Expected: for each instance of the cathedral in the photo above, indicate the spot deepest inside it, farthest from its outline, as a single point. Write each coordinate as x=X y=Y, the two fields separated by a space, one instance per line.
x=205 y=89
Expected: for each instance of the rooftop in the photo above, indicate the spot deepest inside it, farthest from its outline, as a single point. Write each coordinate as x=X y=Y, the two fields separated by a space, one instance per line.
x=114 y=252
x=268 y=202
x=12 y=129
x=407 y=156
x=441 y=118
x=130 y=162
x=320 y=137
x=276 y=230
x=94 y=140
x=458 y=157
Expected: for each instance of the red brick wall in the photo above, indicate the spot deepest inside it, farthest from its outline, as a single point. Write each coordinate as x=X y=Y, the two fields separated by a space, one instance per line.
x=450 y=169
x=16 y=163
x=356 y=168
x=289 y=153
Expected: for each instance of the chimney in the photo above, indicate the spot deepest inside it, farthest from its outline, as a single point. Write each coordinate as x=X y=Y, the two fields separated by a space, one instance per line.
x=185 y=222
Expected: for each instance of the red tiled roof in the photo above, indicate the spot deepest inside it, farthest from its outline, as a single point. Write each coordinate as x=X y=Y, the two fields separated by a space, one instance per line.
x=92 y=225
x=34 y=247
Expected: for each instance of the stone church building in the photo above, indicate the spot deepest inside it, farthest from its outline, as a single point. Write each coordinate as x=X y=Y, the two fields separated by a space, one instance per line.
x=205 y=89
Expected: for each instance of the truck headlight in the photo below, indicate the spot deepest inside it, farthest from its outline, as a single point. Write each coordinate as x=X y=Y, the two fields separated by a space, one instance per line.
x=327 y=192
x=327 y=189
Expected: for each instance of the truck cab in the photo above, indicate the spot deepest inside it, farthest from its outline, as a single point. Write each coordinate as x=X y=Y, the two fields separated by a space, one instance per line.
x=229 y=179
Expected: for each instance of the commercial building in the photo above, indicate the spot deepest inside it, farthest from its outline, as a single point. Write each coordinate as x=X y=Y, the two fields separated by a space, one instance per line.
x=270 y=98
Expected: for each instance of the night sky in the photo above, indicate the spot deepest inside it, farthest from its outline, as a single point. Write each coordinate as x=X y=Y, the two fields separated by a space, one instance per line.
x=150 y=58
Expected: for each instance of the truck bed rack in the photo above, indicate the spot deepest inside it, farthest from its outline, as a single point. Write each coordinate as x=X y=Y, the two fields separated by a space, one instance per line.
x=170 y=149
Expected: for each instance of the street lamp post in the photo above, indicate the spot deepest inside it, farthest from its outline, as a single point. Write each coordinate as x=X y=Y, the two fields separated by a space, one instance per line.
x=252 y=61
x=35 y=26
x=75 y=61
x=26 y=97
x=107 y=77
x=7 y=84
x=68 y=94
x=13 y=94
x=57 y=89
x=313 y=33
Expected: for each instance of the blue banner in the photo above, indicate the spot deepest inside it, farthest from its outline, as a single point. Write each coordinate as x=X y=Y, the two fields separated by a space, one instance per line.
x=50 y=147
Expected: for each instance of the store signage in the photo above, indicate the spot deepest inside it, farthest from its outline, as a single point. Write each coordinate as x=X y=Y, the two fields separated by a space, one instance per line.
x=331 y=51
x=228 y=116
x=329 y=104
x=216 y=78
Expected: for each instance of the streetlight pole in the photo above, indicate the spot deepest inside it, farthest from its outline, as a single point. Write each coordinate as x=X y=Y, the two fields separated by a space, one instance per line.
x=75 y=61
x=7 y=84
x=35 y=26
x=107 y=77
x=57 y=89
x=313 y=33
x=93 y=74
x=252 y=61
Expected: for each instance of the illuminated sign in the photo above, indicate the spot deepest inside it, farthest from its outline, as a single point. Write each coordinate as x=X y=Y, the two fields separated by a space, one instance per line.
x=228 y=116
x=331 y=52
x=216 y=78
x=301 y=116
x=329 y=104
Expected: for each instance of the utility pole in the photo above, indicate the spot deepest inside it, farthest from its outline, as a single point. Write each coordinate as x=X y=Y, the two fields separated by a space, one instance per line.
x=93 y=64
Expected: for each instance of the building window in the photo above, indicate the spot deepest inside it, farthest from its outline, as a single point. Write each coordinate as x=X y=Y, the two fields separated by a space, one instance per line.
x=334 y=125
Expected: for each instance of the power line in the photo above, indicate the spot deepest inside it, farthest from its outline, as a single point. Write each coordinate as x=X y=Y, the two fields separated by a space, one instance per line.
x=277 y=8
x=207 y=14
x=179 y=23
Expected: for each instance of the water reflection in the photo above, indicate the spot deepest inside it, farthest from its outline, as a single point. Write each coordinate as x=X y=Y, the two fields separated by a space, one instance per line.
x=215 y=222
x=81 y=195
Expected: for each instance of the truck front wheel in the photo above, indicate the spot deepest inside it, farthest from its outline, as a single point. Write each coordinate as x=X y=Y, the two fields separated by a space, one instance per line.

◆ WRITTEN EXERCISE
Please rewrite all of the data above as a numbered list, one line per item, with any blank lines left out.

◆ OUTPUT FOR THIS EXERCISE
1. Expected: for each instance of the cathedral in the photo above, indicate the spot deepest inside it, farthest from its outline, as a single point. Write each coordinate as x=X y=Y, the two fields separated by a space, one instance per line.
2. x=205 y=89
3. Expected: for each instance of the rooftop in the photo above, indicate the spot deepest inside it, farthest from its outline, as a single point. Write each coordinate as x=X y=Y, the two fields separated by a space, one instance per line.
4. x=114 y=252
5. x=268 y=202
6. x=12 y=129
7. x=407 y=156
8. x=441 y=118
9. x=130 y=162
10. x=320 y=137
11. x=276 y=230
12. x=94 y=140
13. x=458 y=157
14. Expected: for each instance of the red brick wall in the photo above, indicate the spot deepest inside it, farthest from its outline, as a single point. Write each coordinate as x=X y=Y, the two fields separated by a space, one instance per line.
15. x=450 y=169
16. x=16 y=163
17. x=356 y=168
18. x=289 y=153
19. Expected: for each instance of the chimney in the photo above, indicate the spot deepest inside it, farthest from its outline, as a single point. Write each coordinate as x=X y=Y, the two fields separated by a space, one instance per line.
20. x=185 y=222
21. Expected: for each instance of the red tiled roof in the photo above, indicate the spot deepest inside it, farthest from its outline, as a single point. Write each coordinate as x=X y=Y, the two fields separated by a space, one instance per line.
22. x=92 y=225
23. x=34 y=247
24. Expected: for each instance of the stone church building in the photo above, indicate the spot deepest inside it, farthest from its outline, as a single point. Write each coordinate as x=X y=Y, the two fields separated by a space, one instance per line.
25. x=205 y=89
26. Expected: for each instance of the truck headlight in the photo below, indicate the spot deepest inside it, farthest from its outline, as a single point. Write each coordinate as x=X y=Y, the two fields separated by a space, one instance per line.
27. x=327 y=192
28. x=327 y=189
29. Expected: for each instance of the truck cab in the photo above, indicate the spot deepest inside it, farthest from its outline, as a single point. Write each coordinate as x=X y=Y, the two fields separated by a space, one instance per line.
30. x=229 y=179
31. Expected: for each instance of the commercial building in the photo above, indicate the spot deepest inside it, farthest from its outline, as a single point. Write each coordinate as x=X y=Y, the two fields separated by a space, one instance per line.
32. x=270 y=98
33. Expected: for each instance of the night sky in the photo above, indicate the spot deepest inside it, farthest from its outline, as a single point. Write each coordinate as x=X y=Y, the two fields separated by a space, one instance per line.
34. x=150 y=58
35. Expected: for each instance of the truck bed rack in the photo above, indicate the spot deepest inside it, farthest from its outline, as a single point. Write each coordinate as x=X y=Y, the two fields separated by a space, one instance per line.
36. x=170 y=149
37. Expected: for each instance of the street lamp post in the photo above, indicate the spot deepest inside it, farthest from its outline, as a single point. Write each coordinate as x=X y=Y, the two fields separated by a space, one instance per line.
38. x=252 y=61
39. x=35 y=26
40. x=75 y=61
41. x=26 y=97
42. x=107 y=77
43. x=7 y=84
44. x=68 y=94
45. x=13 y=94
46. x=57 y=89
47. x=313 y=33
48. Expected: for each instance of the blue banner in the photo above, indicate the spot deepest inside it, farthest from its outline, as a single point. Write each coordinate as x=X y=Y, the two fields separated by a space, one instance per line.
49. x=50 y=147
50. Expected: for each instance of the store signage in the photo above, indicate the spot deepest inside it, farthest from its outline, as a single point. Write each coordinate as x=X y=Y, the two fields separated by a space, one instance per line.
51. x=331 y=51
52. x=228 y=116
53. x=329 y=104
54. x=216 y=78
55. Expected: for each instance of the streetlight pole in the photo above, indicate the spot deepest inside it, farthest from its outline, as a single point. Write each coordinate as x=X y=Y, the two fields separated by a space, one instance per line.
56. x=75 y=61
57. x=7 y=84
58. x=35 y=26
59. x=107 y=77
60. x=57 y=89
61. x=313 y=33
62. x=93 y=74
63. x=252 y=61
64. Expected: for each instance of the illuminated sign in the photo above, indicate the spot deepest inside it, farthest from its outline, as a single point. Write each coordinate as x=X y=Y, the two fields separated by a space, one instance per line.
65. x=228 y=116
66. x=331 y=52
67. x=216 y=78
68. x=301 y=116
69. x=329 y=104
70. Expected: for each instance of the utility pole in the photo above, indicate the spot deepest inside it, farthest from its outline, as a single point. Write each coordinate as x=X y=Y, the two fields separated by a space, one instance per line.
71. x=93 y=64
72. Expected: for each instance of the building window in the photo above, indicate the spot deepest inside it, farthest from its outline, as a single point. Write each coordinate as x=X y=Y, the two fields separated by a space, one instance per line.
73. x=334 y=125
74. Expected: for each instance of the power line in the photo above, indicate the spot deepest inside it, farthest from its outline, as a single point. Write each coordinate as x=X y=Y, the two fields separated by a space, one instance per line.
75. x=277 y=8
76. x=207 y=14
77. x=179 y=23
78. Expected: for each instance of the water reflection in the photo above, indicate the spot deepest inside it, farthest from its outline, as a single point. Write each coordinate as x=X y=Y, the two fields separated by a space, one instance per line.
79. x=215 y=222
80. x=81 y=195
81. Expected: for each instance of the truck front wheel in the photo above, indicate the spot deepest inside it, farthest from its outline, as a single point. Write each coordinate as x=X y=Y, the two fields separated by a space, one instance per line.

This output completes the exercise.